Exercise details:
Give back every entry, exactly as written.

(Records contained in a dataset)
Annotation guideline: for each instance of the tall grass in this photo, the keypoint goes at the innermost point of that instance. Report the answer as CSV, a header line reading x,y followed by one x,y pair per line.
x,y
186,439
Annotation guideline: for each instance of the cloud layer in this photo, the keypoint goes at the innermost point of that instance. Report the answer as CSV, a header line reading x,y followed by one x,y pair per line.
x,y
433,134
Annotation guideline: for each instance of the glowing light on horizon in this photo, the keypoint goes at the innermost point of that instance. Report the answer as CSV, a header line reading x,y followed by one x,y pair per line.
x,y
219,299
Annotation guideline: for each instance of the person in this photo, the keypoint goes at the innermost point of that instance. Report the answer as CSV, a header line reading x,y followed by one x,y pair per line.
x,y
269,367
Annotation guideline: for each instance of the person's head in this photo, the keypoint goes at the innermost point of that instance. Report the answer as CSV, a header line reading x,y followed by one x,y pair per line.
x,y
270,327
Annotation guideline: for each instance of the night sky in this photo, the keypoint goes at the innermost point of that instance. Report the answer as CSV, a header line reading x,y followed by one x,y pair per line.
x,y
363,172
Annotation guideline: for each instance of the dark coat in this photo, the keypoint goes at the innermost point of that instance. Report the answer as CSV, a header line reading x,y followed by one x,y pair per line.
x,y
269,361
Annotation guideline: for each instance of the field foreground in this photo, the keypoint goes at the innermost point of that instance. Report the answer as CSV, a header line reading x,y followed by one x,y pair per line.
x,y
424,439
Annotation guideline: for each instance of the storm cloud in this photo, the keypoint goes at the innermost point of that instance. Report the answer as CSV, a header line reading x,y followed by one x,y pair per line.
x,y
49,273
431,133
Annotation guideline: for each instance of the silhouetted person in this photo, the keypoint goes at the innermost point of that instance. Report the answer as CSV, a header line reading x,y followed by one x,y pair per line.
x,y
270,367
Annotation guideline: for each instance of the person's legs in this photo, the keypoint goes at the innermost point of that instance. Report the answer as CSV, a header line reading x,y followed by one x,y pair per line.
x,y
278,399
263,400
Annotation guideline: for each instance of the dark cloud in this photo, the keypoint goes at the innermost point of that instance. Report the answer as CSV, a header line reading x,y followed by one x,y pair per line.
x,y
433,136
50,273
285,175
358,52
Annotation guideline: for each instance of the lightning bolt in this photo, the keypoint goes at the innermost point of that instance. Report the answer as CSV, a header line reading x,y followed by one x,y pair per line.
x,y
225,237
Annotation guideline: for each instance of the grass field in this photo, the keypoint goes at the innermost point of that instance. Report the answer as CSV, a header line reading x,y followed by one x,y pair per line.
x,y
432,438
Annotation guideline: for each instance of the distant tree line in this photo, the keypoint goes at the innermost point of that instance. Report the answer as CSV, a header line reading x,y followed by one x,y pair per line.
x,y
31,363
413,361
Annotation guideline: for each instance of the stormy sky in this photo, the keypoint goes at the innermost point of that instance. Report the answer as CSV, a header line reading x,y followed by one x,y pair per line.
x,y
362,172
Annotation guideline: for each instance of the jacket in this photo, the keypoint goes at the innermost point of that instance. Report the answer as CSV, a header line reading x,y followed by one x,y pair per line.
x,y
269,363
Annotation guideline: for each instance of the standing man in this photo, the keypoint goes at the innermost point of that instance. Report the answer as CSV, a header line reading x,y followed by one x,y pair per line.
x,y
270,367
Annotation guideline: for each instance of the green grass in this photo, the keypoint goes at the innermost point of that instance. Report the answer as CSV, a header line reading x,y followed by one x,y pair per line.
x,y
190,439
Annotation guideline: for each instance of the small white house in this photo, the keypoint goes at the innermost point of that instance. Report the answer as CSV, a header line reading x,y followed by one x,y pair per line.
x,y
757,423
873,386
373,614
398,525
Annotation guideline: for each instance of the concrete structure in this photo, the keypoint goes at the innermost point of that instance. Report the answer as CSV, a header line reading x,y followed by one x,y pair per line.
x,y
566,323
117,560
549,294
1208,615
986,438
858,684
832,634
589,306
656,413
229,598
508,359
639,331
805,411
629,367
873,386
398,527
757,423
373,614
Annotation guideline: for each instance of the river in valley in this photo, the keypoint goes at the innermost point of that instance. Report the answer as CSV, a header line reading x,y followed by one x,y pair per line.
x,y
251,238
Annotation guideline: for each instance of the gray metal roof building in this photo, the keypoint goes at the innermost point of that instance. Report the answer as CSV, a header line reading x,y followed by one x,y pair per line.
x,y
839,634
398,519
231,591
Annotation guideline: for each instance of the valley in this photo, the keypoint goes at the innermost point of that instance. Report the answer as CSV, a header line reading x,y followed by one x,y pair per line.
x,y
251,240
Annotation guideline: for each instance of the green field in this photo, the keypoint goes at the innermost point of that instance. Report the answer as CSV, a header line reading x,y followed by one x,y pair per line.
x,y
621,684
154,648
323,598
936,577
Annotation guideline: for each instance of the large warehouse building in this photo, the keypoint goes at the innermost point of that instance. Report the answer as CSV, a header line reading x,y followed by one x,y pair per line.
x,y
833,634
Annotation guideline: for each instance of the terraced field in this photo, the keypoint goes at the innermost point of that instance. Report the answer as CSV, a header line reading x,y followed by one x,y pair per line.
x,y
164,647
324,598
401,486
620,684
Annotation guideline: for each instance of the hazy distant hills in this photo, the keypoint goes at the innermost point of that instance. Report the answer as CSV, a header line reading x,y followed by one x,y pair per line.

Answer for this exercise:
Annotation guideline: for each instance of the tall grass in this photo, the keypoint goes at the innermost point of that instance. Report the answer as CSV, a header line reading x,y followed by one x,y pair per line.
x,y
186,439
Annotation guideline: for each instance of the cloud layer in this photo, the keypoint goes at the innermost point of that instance. Report the answer as CSV, a header line reading x,y followed by one x,y pair per line.
x,y
433,134
Annotation guideline: for each instance of the glowing light on horizon in this photo, the keypoint goes at the innermost point of that instance. Report the answer as CSV, a header line reading x,y followed by one x,y pair per line.
x,y
219,299
Annotation guideline: for each instance of the person in this photo, the keypoint goes at the innermost point of that instance. Report the answer as CSV, a header line reading x,y followed by one x,y pair per line.
x,y
269,367
Annotation guideline: for each instance of the person's head in this photo, the keypoint goes at the innermost point of that instance. Report the answer as CSV, a header line reading x,y followed by one x,y pair per line.
x,y
270,327
Annotation guideline: for each instance of the night sky in this photo, the keypoint goes at the innermost point of that instance. Report the answer as CSV, a header line reading x,y followed by one x,y pair per line.
x,y
363,172
Annotation guideline: for each instance of the dark coat in this photo, the keypoint goes at the innermost point of that instance. Report the answer as CSV, a header line reading x,y followed by one x,y pair per line.
x,y
269,361
Annotation guideline: for each instance of the field foreground in this photo, the keypoint goes at the innermost point of that instance. Report the answer as CSV, a header line reading x,y followed by one x,y pair per line.
x,y
424,439
Annotation guideline: for each instance of the storm cloud in this photo, the keypoint goes at the innermost point of that instance. Report the answer as CSV, a header line reading x,y followed by one x,y pair per line.
x,y
49,273
431,133
Annotation guideline: for each instance of the silhouetted person in this photo, the keypoint goes at the innermost point of that instance. Report the answer as CSV, a header line reading x,y followed by one x,y pair per line.
x,y
270,367
Annotation guideline: for each instance of the person's legs in this photo, the keypoint goes at the innermost point of that instance. Report the answer as CSV, a header line reading x,y followed by one x,y pair per line.
x,y
278,399
263,400
Annotation guideline: for each instance of the dark cloud in this photo, the keypoint goes at the innermost point of that instance. Report the answer as CSV, a header line reading x,y followed by one x,y pair per line.
x,y
433,136
50,273
285,175
358,52
Annotation guideline: for each instance of the lightning bolt in this photo, the keypoint goes at the innermost point of that instance. Report the answer as CSV, a header line reading x,y followed by one x,y pair per line.
x,y
225,237
Annotation guideline: for each instance of the grass field in this photo, the keypoint goes at the innermost point of that instance. Report the answer as CSV, a header line reading x,y followed by one x,y pair per line.
x,y
432,438
Annotation guideline: for each instance of the distant tree line in this photo, the keypoint goes at the innermost point of that instance. Report the answer as CSV, a header line reading x,y followed by one x,y pair per line.
x,y
31,363
413,361
Annotation guideline: for each instance of the stormy sky in this photo, the keypoint goes at the innermost point of that instance. Report the answer as CSV, a header line reading x,y followed by one x,y pair per line.
x,y
362,172
Annotation guideline: for each instance of the jacket in this photo, the keypoint goes at the innermost point of that instance. Report the answer as CSV, a header line reading x,y followed by one x,y pair per line.
x,y
269,363
Annotation guideline: for each instance of the standing man in this photo, the keypoint goes at the innermost point of that instance. Report the answer as CSV, a header line reading x,y followed by one x,y pair per line.
x,y
270,367
Annotation guideline: for each instance of the green grass in this photo, the keypoint goes at the innermost point of that instance. Report the answer as CSV, a header line reading x,y followed by one x,y pair per line.
x,y
190,439
Annotation guideline: for each instance of the small white house in this photo, the keypoint goes at the innermost point of that instance. Report the answer as CSV, a header line reading x,y followed by one x,y pair per line.
x,y
757,423
873,386
373,614
398,525
Annotation guideline: for each instance of the concrete structure in this photo, the keypoint goes at the innermost point of that instance. Report the answer as CSV, a header line reading x,y followed by one x,y pair per line.
x,y
566,323
117,560
549,294
1208,615
986,438
858,684
832,634
589,306
656,413
229,598
508,359
639,331
805,411
629,367
873,386
398,527
757,423
373,614
Annotation guideline: for each instance of the river in valley in this photo, the keypoint goes at the innermost point of that instance. Report the answer as CSV, a header line reading x,y followed by one x,y pair per line.
x,y
251,238
Annotation guideline: for each instance of the gray metal roof building in this photo, the keypoint goes at the innermost point of that instance. Report the answer as CSV, a header line reading x,y followed by one x,y pair per line.
x,y
839,634
398,519
231,591
Annotation guideline: for each instance of the valley in this photo, the keypoint goes at the innermost point of that instance. Report the answer as CSV, a header line reading x,y followed by one x,y pair per line.
x,y
251,240
Annotation guideline: for each instance of the green field in this photo, the keypoint goes at the innermost point of that instance. Report the answer as CSV, a header line reading x,y followed by one x,y pair per line.
x,y
621,684
154,648
323,598
936,577
Annotation guideline: for each instance of the large warehouse building in this photo, the keypoint goes at the innermost point of that instance. Report the answer as CSV, a header line reading x,y followed by one x,y pair per line.
x,y
833,634
Annotation guideline: for each instance of the terraced field in this photo, the keypoint goes at the innermost point of that instance. Report the answer as CSV, a header line reading x,y followed by one x,y pair per line.
x,y
164,647
324,598
401,486
620,684
Annotation guideline: for each instance of the hazy distant hills in this photo, the keypoint goes at the innermost point of that instance. Report the answer as CSV, a header line reading x,y followed by one x,y pair per line.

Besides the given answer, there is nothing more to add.